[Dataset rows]
## Start
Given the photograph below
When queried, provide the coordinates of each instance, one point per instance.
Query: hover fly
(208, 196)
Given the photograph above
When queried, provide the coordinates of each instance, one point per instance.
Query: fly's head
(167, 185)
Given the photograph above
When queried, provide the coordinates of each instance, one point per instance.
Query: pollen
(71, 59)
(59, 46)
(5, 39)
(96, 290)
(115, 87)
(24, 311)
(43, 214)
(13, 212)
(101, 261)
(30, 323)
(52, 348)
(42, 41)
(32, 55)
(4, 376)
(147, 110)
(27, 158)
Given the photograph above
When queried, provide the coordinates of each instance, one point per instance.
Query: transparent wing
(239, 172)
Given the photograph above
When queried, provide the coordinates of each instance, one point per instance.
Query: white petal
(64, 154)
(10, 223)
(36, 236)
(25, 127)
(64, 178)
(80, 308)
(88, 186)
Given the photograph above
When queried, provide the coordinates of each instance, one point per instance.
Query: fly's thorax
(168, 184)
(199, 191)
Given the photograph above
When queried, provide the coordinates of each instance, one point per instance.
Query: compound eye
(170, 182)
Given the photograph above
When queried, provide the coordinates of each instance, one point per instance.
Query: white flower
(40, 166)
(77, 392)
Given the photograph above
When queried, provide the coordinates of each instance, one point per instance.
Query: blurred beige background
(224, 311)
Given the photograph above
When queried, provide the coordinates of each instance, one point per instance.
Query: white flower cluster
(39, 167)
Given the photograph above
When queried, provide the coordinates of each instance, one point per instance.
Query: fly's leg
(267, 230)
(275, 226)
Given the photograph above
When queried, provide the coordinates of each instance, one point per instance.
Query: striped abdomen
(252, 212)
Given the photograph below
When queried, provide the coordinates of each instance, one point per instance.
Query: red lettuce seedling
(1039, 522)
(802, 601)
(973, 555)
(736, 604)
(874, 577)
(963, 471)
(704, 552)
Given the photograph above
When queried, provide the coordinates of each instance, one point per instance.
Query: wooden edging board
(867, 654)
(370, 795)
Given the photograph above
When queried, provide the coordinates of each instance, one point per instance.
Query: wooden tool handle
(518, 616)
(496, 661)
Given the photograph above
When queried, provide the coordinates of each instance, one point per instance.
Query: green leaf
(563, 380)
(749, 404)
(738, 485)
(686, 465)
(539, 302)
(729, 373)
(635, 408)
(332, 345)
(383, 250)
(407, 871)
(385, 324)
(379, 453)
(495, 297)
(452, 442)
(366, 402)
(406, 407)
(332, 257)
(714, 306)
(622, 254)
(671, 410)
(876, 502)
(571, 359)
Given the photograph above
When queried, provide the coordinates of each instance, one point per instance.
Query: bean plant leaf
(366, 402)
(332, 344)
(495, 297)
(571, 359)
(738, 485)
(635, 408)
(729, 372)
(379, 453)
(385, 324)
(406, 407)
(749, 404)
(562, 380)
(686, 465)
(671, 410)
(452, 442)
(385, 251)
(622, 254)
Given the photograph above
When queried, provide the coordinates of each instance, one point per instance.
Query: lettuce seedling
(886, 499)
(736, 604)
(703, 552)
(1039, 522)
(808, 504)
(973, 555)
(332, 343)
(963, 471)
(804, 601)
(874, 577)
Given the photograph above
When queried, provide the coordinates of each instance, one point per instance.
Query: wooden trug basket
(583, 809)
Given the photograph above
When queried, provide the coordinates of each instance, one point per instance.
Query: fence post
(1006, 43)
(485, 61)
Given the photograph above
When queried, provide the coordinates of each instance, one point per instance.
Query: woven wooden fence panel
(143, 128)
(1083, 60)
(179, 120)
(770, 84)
## End
→ **AIM OF THE EXERCISE**: Give the records above again, word for word.

→ **RESULT OF THIS TASK**:
Given the photograph below
When queried, provide the coordinates of each instance, one point per instance.
Query: hover fly
(208, 196)
Given the photograph above
When queried, provide the coordinates of each instance, one point per instance.
Query: fly's head
(167, 185)
Given the photograph above
When queried, provide the coordinates of each instance, one point per instance.
Query: pollen
(71, 59)
(59, 46)
(5, 39)
(96, 290)
(115, 87)
(24, 311)
(43, 214)
(13, 212)
(101, 261)
(30, 323)
(52, 348)
(42, 41)
(32, 55)
(4, 376)
(147, 110)
(27, 158)
Given the photograph above
When queried, provide the coordinates of each instance, one point per instance.
Query: transparent wing
(239, 172)
Given the photograph above
When queried, provide the coordinates of each instance, one point per instance.
Query: white petal
(64, 154)
(10, 223)
(36, 236)
(25, 127)
(64, 178)
(80, 308)
(88, 186)
Given the photograph above
When queried, provide the coordinates of each instance, one point per instance.
Query: fly's thorax
(168, 184)
(199, 191)
Given the photograph above
When queried, provide the coordinates of each instance, one point per instance.
Query: compound eye
(170, 182)
Given the photograph above
When queried, provide the coordinates of each instance, one point per instance.
Query: white flower
(40, 166)
(77, 392)
Given the photograph above
When queried, provide the coordinates of each instance, one point per instance.
Query: blurred beige background
(224, 311)
Given the photograph above
When queried, provide the coordinates of each instance, one point per instance.
Query: white flower cluster
(39, 167)
Given the photograph above
When queried, provide the coordinates of each instance, one point per instance.
Query: fly's leg
(267, 230)
(275, 226)
Given the photograph above
When queried, provide the coordinates of each instance, one point per instance.
Query: striped abdomen
(252, 212)
Given the photograph below
When queried, provide the coordinates of each instance, one point per instance.
Query: red lettuce seedling
(1039, 522)
(802, 601)
(973, 555)
(736, 604)
(874, 577)
(963, 471)
(704, 552)
Given the photograph above
When queried, provide the coordinates of each instance, one point per instance.
Query: wooden edging board
(867, 654)
(370, 795)
Given the photograph above
When queried, provide the coordinates of each instance, one point per instance.
Query: wooden tool handle
(518, 616)
(496, 661)
Given the photograph above
When queried, provide the coordinates of each instance, one point per instance.
Query: green leaf
(563, 380)
(749, 404)
(738, 485)
(686, 465)
(539, 302)
(729, 373)
(635, 408)
(332, 345)
(383, 250)
(407, 871)
(385, 324)
(379, 453)
(495, 297)
(452, 442)
(366, 402)
(406, 407)
(332, 257)
(714, 306)
(622, 254)
(671, 410)
(876, 502)
(571, 359)
Given the photograph above
When queried, provide the coordinates of each instance, one point per instance.
Query: bean plant leaf
(366, 402)
(332, 344)
(495, 297)
(571, 359)
(738, 485)
(635, 408)
(729, 372)
(379, 453)
(385, 324)
(406, 407)
(749, 404)
(562, 380)
(686, 465)
(671, 410)
(452, 442)
(385, 251)
(622, 254)
Given the photograph above
When queried, provide the coordinates of each instance, one point per instance.
Query: lettuce seedling
(886, 499)
(736, 604)
(703, 552)
(1039, 522)
(808, 504)
(973, 555)
(332, 343)
(963, 471)
(804, 601)
(874, 577)
Given the photograph above
When queried, provide the coordinates of each instance, one point per instance.
Query: wooden trug basket
(583, 809)
Given the photograph above
When queried, provide the coordinates of each instance, one point per instance.
Query: fence post
(1006, 43)
(485, 61)
Given the photograph above
When queried, provide the coordinates of each instance, one point per instance.
Query: woven wooden fence panel
(143, 128)
(1083, 60)
(179, 120)
(770, 84)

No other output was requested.